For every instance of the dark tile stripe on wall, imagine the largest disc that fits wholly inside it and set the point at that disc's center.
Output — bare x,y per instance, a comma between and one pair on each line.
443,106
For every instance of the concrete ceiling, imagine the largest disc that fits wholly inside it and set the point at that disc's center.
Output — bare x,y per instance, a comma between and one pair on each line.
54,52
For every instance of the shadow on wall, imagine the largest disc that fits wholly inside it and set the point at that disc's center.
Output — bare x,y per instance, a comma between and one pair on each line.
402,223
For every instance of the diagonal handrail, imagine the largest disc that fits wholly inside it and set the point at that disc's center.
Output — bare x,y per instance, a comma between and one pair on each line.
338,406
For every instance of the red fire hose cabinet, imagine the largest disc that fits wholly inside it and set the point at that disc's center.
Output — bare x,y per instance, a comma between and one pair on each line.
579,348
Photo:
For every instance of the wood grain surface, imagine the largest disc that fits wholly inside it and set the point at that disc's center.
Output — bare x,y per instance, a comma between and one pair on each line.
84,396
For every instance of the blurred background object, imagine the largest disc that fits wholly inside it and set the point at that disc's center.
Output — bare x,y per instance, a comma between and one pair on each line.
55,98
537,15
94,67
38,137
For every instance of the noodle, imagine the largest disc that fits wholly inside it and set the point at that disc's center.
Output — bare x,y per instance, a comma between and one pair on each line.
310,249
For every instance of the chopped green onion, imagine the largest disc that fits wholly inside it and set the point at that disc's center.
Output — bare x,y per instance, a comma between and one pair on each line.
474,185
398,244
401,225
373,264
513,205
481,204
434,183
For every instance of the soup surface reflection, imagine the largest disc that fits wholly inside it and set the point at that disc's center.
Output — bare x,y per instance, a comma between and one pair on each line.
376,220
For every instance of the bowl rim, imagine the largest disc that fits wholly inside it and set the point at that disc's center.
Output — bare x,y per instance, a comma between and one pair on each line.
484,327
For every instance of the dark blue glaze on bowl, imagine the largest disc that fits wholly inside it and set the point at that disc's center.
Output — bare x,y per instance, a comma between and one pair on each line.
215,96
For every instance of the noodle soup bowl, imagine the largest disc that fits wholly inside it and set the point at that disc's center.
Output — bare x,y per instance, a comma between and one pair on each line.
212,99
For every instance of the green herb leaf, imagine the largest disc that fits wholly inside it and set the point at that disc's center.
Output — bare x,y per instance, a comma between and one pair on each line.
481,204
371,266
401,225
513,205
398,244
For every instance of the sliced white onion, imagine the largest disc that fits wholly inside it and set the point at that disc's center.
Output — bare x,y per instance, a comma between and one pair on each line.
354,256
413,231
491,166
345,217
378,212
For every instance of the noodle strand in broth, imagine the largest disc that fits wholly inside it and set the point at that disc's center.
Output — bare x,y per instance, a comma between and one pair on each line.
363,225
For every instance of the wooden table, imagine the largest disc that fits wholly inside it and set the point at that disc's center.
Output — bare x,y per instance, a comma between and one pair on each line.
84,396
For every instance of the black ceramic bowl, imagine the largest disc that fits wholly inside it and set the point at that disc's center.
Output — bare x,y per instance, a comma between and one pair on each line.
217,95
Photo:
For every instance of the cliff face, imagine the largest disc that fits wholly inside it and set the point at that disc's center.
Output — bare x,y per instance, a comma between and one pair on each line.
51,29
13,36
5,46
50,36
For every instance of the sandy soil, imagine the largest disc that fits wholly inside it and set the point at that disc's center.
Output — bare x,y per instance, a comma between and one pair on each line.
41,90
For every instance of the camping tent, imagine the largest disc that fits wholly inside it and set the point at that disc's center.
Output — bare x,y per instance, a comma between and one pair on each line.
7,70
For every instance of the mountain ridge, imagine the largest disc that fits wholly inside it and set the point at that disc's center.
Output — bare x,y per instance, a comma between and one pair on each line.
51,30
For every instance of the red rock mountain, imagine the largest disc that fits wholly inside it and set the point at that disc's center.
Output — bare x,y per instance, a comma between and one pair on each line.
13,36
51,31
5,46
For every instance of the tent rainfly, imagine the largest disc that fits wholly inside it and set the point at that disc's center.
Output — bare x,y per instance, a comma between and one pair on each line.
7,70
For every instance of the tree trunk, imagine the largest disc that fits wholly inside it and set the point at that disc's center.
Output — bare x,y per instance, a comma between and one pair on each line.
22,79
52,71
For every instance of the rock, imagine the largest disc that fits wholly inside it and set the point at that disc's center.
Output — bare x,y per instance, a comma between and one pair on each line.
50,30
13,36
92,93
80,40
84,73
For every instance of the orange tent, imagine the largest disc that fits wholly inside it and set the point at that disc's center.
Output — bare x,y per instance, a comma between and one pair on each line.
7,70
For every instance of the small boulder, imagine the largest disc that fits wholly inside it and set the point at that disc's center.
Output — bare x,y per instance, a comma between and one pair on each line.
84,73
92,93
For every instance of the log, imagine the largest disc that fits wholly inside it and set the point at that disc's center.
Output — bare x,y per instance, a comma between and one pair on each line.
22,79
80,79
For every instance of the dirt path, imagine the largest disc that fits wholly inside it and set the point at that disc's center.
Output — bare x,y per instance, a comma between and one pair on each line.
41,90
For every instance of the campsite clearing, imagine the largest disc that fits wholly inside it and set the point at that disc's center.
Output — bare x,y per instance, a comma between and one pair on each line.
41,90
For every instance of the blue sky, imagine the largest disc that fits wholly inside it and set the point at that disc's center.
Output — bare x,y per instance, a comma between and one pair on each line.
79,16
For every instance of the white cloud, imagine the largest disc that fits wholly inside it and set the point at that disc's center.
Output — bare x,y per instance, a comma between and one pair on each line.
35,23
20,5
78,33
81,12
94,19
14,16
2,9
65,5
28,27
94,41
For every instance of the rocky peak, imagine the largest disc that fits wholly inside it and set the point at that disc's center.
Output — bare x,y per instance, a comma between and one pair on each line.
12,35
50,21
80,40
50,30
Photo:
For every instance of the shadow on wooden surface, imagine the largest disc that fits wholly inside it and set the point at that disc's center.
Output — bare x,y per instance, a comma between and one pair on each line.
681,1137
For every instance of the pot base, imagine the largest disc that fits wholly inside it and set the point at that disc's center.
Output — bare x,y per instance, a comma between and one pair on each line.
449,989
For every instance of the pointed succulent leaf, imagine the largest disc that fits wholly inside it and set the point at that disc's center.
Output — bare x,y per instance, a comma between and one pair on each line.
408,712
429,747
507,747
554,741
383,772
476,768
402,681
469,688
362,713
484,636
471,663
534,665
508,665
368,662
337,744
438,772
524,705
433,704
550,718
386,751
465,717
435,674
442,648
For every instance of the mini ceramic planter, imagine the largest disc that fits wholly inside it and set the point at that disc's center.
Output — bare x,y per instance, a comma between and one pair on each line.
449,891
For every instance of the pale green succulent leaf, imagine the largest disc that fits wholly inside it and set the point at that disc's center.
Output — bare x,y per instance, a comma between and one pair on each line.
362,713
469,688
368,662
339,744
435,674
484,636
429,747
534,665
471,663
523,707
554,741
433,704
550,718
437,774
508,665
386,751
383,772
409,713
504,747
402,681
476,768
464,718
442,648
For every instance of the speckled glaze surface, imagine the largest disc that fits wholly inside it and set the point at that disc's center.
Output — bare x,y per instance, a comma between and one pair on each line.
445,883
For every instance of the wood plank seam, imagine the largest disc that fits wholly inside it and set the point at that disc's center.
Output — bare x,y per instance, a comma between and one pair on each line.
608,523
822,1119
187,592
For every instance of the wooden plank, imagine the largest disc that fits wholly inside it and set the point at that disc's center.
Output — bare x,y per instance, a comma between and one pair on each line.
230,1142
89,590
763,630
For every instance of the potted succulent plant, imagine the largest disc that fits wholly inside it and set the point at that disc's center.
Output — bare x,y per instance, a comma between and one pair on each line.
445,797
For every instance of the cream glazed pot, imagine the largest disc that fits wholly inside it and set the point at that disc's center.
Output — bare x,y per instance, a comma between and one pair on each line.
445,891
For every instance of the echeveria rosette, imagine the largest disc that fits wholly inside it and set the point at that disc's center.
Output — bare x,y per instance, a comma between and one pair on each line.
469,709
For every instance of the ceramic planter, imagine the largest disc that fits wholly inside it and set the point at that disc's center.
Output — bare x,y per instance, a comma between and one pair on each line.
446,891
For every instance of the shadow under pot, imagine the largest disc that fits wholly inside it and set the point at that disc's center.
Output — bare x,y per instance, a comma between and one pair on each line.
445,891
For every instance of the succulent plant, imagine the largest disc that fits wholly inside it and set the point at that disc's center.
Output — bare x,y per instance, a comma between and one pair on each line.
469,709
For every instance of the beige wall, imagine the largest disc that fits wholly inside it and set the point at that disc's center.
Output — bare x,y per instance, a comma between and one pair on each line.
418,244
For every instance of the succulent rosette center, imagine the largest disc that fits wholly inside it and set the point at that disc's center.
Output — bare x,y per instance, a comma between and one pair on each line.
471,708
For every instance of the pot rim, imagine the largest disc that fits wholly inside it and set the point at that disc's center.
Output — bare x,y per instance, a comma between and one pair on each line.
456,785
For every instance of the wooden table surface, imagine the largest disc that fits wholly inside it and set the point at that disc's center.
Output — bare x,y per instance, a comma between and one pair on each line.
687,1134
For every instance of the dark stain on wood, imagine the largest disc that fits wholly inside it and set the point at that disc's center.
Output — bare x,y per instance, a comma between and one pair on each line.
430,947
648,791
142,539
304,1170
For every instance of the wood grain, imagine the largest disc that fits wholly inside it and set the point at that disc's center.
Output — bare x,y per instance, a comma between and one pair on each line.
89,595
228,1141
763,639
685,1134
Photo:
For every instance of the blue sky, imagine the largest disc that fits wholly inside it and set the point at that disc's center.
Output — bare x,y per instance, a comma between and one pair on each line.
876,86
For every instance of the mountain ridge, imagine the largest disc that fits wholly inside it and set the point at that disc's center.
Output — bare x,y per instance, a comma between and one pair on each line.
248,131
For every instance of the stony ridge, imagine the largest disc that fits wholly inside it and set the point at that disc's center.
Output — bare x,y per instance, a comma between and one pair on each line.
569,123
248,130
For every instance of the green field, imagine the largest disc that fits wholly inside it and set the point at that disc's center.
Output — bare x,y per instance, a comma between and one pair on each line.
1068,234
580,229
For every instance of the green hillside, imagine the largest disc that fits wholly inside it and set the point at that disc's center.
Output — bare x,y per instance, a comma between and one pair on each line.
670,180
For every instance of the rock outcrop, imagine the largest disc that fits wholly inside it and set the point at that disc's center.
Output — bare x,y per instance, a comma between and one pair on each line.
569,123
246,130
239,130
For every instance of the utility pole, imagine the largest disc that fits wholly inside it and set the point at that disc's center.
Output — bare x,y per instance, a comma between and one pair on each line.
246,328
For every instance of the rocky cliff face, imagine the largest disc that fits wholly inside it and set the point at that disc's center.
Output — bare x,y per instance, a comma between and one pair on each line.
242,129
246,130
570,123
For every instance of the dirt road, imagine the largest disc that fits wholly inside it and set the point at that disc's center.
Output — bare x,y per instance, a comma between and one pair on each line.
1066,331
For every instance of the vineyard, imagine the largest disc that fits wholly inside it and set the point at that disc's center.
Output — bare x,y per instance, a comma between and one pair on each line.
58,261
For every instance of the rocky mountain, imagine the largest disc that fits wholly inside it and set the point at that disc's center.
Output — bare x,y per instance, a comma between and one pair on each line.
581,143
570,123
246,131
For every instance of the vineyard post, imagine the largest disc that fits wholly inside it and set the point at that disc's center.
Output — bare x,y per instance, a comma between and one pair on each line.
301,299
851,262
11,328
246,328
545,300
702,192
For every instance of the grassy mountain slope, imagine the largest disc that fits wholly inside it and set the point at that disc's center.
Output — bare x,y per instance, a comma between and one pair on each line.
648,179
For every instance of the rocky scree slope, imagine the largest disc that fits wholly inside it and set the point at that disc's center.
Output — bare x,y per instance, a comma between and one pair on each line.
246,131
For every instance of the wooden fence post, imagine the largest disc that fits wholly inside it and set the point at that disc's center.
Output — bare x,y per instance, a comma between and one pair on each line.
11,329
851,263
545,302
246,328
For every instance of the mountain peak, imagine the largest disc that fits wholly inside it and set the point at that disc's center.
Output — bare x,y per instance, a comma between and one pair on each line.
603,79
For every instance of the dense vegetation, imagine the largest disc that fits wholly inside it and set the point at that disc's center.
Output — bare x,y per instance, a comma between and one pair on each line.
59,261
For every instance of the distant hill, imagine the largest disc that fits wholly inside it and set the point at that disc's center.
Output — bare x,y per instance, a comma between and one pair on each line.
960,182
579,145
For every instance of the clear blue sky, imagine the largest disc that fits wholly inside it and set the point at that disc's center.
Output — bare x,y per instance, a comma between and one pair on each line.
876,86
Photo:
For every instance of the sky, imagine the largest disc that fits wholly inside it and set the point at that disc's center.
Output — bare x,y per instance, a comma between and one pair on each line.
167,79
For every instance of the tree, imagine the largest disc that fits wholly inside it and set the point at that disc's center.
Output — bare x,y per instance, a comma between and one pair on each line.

● **WHAT IS NEEDED**: Retype nothing except the lines from the line holding "For every instance of the clear" through the last line of the entries, both included.

● **SOLUTION**:
For every instance of the clear blue sky, imagine the largest disc that fits wholly inside it and set the point at that disc's center.
Output — bare x,y per instance, a comma between and one pair on each line.
876,86
Photo:
For every instance of the sky, imagine the largest disc that fits wholly inside it and set the point at that disc's center.
Output — bare x,y per instance, a comma between and one pair on each line.
167,79
For every instance of the tree, imagine the largest disc that fits wholly inside it and set the point at that disc's center.
Output — bare x,y per instance, a comma between and one pair on each line.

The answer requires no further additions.